**What this task involves:** Reproduce every one of the entries below verbatim, keeping their order and changing nothing.

-- BEGIN --

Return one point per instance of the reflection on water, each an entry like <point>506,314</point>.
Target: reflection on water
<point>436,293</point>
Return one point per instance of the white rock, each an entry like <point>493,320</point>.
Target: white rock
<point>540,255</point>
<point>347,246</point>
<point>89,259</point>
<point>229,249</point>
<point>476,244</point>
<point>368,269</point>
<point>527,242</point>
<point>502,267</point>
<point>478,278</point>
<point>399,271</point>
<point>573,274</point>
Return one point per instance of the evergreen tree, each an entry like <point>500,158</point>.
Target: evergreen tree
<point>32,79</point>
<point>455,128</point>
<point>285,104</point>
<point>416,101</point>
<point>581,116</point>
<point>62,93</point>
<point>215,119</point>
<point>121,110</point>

-- END --

**Exercise response:**
Return one point per instance of the reflection on water, each an entry like <point>506,314</point>.
Target: reflection on water
<point>436,293</point>
Return one point per instance of the white rock, each an entry like <point>493,320</point>.
Target: white rock
<point>540,255</point>
<point>347,246</point>
<point>89,259</point>
<point>229,249</point>
<point>476,244</point>
<point>368,269</point>
<point>527,242</point>
<point>502,267</point>
<point>478,278</point>
<point>399,271</point>
<point>573,274</point>
Return one point per instance of the evergreen tree, each an entry like <point>500,158</point>.
Target: evergreen tree
<point>32,79</point>
<point>455,128</point>
<point>285,104</point>
<point>416,101</point>
<point>581,116</point>
<point>62,93</point>
<point>215,119</point>
<point>121,110</point>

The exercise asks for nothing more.